[Excerpt from a dataset]
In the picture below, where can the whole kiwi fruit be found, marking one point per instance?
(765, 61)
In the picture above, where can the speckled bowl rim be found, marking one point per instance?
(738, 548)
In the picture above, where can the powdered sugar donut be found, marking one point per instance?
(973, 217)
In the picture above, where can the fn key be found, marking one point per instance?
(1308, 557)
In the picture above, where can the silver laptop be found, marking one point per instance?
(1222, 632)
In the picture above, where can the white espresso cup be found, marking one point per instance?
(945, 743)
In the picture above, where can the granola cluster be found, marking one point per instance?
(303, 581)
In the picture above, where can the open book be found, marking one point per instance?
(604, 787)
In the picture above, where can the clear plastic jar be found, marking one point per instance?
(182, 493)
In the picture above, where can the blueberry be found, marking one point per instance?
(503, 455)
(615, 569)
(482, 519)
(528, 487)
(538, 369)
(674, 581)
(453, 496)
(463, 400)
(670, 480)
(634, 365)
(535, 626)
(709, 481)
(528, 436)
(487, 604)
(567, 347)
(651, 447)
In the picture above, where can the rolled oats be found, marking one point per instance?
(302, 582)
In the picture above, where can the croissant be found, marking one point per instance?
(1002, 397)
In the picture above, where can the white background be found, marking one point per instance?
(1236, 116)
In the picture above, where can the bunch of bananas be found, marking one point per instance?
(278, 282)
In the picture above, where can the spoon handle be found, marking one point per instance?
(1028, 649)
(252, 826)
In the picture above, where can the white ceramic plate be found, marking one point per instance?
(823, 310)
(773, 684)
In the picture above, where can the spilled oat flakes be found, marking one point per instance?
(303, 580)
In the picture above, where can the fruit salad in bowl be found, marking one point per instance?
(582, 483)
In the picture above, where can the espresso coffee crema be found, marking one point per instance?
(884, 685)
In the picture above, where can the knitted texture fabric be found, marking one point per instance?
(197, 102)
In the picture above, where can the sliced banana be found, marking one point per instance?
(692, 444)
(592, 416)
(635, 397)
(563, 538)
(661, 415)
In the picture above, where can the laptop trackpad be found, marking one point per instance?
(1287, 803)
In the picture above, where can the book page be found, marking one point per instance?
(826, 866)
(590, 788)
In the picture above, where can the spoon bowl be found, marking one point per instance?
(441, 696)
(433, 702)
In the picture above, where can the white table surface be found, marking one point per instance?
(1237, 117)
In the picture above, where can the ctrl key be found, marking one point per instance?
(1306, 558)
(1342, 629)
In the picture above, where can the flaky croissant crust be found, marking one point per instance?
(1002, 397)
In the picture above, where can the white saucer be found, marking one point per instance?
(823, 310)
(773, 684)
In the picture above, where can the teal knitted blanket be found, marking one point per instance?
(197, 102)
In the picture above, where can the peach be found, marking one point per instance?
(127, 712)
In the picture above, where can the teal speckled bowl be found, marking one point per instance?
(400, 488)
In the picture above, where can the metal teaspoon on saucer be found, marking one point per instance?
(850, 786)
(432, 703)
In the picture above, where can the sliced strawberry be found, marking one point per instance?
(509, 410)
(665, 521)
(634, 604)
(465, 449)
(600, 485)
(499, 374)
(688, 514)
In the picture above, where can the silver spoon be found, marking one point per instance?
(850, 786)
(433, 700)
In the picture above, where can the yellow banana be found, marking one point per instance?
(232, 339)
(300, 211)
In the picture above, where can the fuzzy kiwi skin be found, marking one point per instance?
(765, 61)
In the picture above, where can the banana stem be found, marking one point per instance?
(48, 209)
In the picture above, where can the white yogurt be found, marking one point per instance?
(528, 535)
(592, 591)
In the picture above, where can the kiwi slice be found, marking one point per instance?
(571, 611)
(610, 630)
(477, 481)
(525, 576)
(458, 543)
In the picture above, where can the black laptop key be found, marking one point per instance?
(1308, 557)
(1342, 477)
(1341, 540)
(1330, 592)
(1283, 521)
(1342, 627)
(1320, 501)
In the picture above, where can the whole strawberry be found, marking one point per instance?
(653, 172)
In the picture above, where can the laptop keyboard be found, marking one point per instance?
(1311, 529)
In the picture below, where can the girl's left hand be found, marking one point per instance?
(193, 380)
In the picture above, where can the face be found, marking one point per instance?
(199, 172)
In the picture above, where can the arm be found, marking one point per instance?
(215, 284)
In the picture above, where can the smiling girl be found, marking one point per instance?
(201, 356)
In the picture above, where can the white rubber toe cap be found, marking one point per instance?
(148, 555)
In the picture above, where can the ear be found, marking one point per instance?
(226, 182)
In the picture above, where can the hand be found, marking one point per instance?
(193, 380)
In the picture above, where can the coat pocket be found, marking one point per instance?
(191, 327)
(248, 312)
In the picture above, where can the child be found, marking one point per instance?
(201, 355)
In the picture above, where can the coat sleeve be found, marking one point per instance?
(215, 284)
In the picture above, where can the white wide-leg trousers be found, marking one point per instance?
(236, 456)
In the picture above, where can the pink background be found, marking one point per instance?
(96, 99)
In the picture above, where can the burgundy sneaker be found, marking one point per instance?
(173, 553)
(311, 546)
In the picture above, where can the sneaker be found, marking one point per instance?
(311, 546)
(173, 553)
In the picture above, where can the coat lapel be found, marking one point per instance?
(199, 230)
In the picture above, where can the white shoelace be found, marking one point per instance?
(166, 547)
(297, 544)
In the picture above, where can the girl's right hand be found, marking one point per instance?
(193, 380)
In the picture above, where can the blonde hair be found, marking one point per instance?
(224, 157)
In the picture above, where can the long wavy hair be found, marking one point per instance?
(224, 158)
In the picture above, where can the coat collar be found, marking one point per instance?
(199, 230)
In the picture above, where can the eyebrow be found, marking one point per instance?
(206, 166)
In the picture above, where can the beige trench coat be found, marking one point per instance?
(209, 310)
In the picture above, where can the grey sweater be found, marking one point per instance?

Goal -
Put every line of the records above into a Markdown table with the columns "Row" and "Line", numbering the rows in order and omitting blank lines.

Solution to the exercise -
| Row | Line |
|---|---|
| 1 | In the picture below, where can the whole kiwi fruit be found, marking one point per instance? |
| 2 | (765, 61) |
| 3 | In the picture above, where can the speckled bowl rim be found, marking one point per instance? |
| 4 | (738, 548) |
| 5 | In the picture above, where can the powdered sugar donut be found, marking one point per instance? |
| 6 | (973, 217) |
| 7 | In the picture above, where can the fn key be found, marking one point per instance? |
| 8 | (1308, 557) |
| 9 | In the picture above, where can the silver laptop be found, marking one point per instance? |
| 10 | (1222, 632) |
| 11 | In the picture above, where can the white espresso cup be found, marking one point per instance? |
| 12 | (945, 743) |
| 13 | In the picture above, where can the granola cluster be found, marking one point per instance? |
| 14 | (303, 581) |
| 15 | In the picture above, where can the open book be found, marking one point per instance? |
| 16 | (604, 787) |
| 17 | In the picture above, where can the clear plastic jar be found, marking one point per instance? |
| 18 | (182, 493) |
| 19 | In the picture above, where can the blueberry be found, marking one point per instance? |
| 20 | (503, 455) |
| 21 | (615, 569) |
| 22 | (482, 519) |
| 23 | (528, 487) |
| 24 | (538, 369) |
| 25 | (674, 581) |
| 26 | (453, 496) |
| 27 | (463, 400) |
| 28 | (670, 480) |
| 29 | (634, 365) |
| 30 | (535, 626) |
| 31 | (709, 481) |
| 32 | (528, 436) |
| 33 | (487, 604) |
| 34 | (567, 347) |
| 35 | (651, 447) |
| 36 | In the picture above, where can the rolled oats be found, marking one point per instance? |
| 37 | (302, 582) |
| 38 | In the picture above, where can the croissant be found, marking one point per instance? |
| 39 | (1002, 397) |
| 40 | In the picture above, where can the white background be found, marking one point per instance? |
| 41 | (1236, 116) |
| 42 | In the picture above, where can the bunch of bananas be found, marking one point per instance? |
| 43 | (278, 282) |
| 44 | In the picture above, where can the spoon handle be found, marking one point per instance? |
| 45 | (1028, 649) |
| 46 | (252, 826) |
| 47 | In the picture above, where can the white ceramic plate be found, marking one point per instance? |
| 48 | (823, 310) |
| 49 | (773, 684) |
| 50 | In the picture above, where can the spilled oat flakes be found, marking one point per instance? |
| 51 | (303, 580) |
| 52 | In the picture above, where can the fruit salad in bowl be found, marking one point per instance? |
| 53 | (582, 483) |
| 54 | In the picture above, where can the espresso coffee crema be found, marking one point per instance? |
| 55 | (884, 685) |
| 56 | In the picture above, where can the knitted texture fabric be found, marking one point per instance? |
| 57 | (197, 102) |
| 58 | In the picture above, where can the sliced banana be found, marking one point per instance? |
| 59 | (692, 444) |
| 60 | (592, 416) |
| 61 | (635, 397) |
| 62 | (563, 538) |
| 63 | (661, 415) |
| 64 | In the picture above, where can the laptop trackpad be found, marking one point per instance? |
| 65 | (1287, 803) |
| 66 | In the picture above, where can the book page be found, marking one point per instance? |
| 67 | (826, 866) |
| 68 | (590, 788) |
| 69 | In the picture above, where can the spoon bowl be found, marking one point per instance? |
| 70 | (441, 696) |
| 71 | (433, 702) |
| 72 | In the picture above, where can the white table surface be found, marking one point per instance? |
| 73 | (1237, 117) |
| 74 | In the picture above, where can the ctrl key be found, marking one point per instance? |
| 75 | (1306, 558) |
| 76 | (1342, 629) |
| 77 | In the picture above, where can the flaky croissant crust be found, marking one point per instance? |
| 78 | (1002, 397) |
| 79 | In the picture above, where can the white saucer be found, marking one point per instance? |
| 80 | (823, 310) |
| 81 | (773, 684) |
| 82 | In the picture above, where can the teal knitted blanket be found, marking one point per instance? |
| 83 | (197, 102) |
| 84 | In the picture above, where can the peach be found, marking one point per instance? |
| 85 | (127, 712) |
| 86 | In the picture above, where can the teal speckled bowl be found, marking one point per instance? |
| 87 | (400, 488) |
| 88 | In the picture above, where can the metal teaspoon on saucer be found, marking one point per instance? |
| 89 | (850, 786) |
| 90 | (432, 703) |
| 91 | In the picture above, where can the sliced strawberry be found, marking one point per instance? |
| 92 | (509, 410) |
| 93 | (665, 521) |
| 94 | (634, 604) |
| 95 | (465, 449) |
| 96 | (600, 485) |
| 97 | (499, 374) |
| 98 | (688, 514) |
| 99 | In the picture above, where can the silver spoon be found, marking one point per instance? |
| 100 | (850, 786) |
| 101 | (433, 700) |
| 102 | In the picture above, where can the yellow banana be found, marking one point per instance? |
| 103 | (232, 339) |
| 104 | (300, 211) |
| 105 | In the picture above, where can the fuzzy kiwi skin be found, marking one point per instance? |
| 106 | (765, 61) |
| 107 | In the picture above, where can the banana stem be found, marking one point per instance? |
| 108 | (48, 209) |
| 109 | In the picture above, where can the white yogurt be found, marking one point per instance? |
| 110 | (528, 535) |
| 111 | (592, 591) |
| 112 | In the picture above, where can the kiwi slice be found, marking one point per instance? |
| 113 | (571, 611) |
| 114 | (610, 630) |
| 115 | (477, 481) |
| 116 | (525, 576) |
| 117 | (458, 543) |
| 118 | In the picture above, where can the black laptop key be found, marking one point per instance? |
| 119 | (1308, 557) |
| 120 | (1342, 477) |
| 121 | (1341, 540) |
| 122 | (1330, 592) |
| 123 | (1283, 521) |
| 124 | (1342, 627) |
| 125 | (1320, 501) |
| 126 | In the picture above, where can the whole strawberry be found, marking one point per instance? |
| 127 | (653, 172) |
| 128 | In the picture above, where can the laptop keyboard be found, marking one point per instance? |
| 129 | (1311, 529) |
| 130 | In the picture below, where can the girl's left hand be found, marking one point per instance? |
| 131 | (193, 380) |
| 132 | In the picture above, where can the face be found, marking one point per instance? |
| 133 | (199, 172) |
| 134 | In the picture above, where can the arm be found, marking one point per instance? |
| 135 | (215, 284) |
| 136 | In the picture above, where can the smiling girl be found, marking one point per instance? |
| 137 | (201, 356) |
| 138 | In the picture above, where can the white rubber toe cap be found, marking one point per instance? |
| 139 | (148, 555) |
| 140 | In the picture above, where can the ear be found, marking one point per instance? |
| 141 | (226, 182) |
| 142 | In the picture above, where can the hand be found, marking one point per instance? |
| 143 | (193, 380) |
| 144 | In the picture above, where can the coat pocket be found, marking one point per instance? |
| 145 | (191, 327) |
| 146 | (248, 312) |
| 147 | In the picture above, where can the child be found, marking one point per instance? |
| 148 | (201, 355) |
| 149 | In the picture above, where can the coat sleeve be found, marking one point per instance? |
| 150 | (215, 284) |
| 151 | In the picture above, where can the white wide-leg trousers be found, marking one point per instance? |
| 152 | (236, 456) |
| 153 | In the picture above, where can the pink background be found, marking one point per instance? |
| 154 | (96, 99) |
| 155 | In the picture above, where can the burgundy sneaker be found, marking one point per instance? |
| 156 | (173, 553) |
| 157 | (311, 546) |
| 158 | In the picture above, where can the sneaker be found, marking one point per instance? |
| 159 | (311, 546) |
| 160 | (173, 553) |
| 161 | In the picture above, where can the coat lapel be found, marking one point per instance? |
| 162 | (199, 230) |
| 163 | In the picture above, where can the white shoelace be found, marking one point per instance? |
| 164 | (166, 547) |
| 165 | (297, 544) |
| 166 | In the picture above, where can the girl's right hand be found, marking one point per instance? |
| 167 | (193, 380) |
| 168 | In the picture above, where can the blonde hair be found, marking one point per instance? |
| 169 | (224, 157) |
| 170 | In the picture above, where can the long wavy hair be found, marking one point per instance? |
| 171 | (224, 158) |
| 172 | In the picture above, where can the coat collar be found, marking one point per instance? |
| 173 | (199, 230) |
| 174 | In the picture above, where can the eyebrow be found, marking one point per instance? |
| 175 | (206, 166) |
| 176 | In the picture above, where can the beige trench coat be found, marking one point per instance? |
| 177 | (209, 310) |
| 178 | In the picture above, where can the grey sweater be found, marking one point per instance? |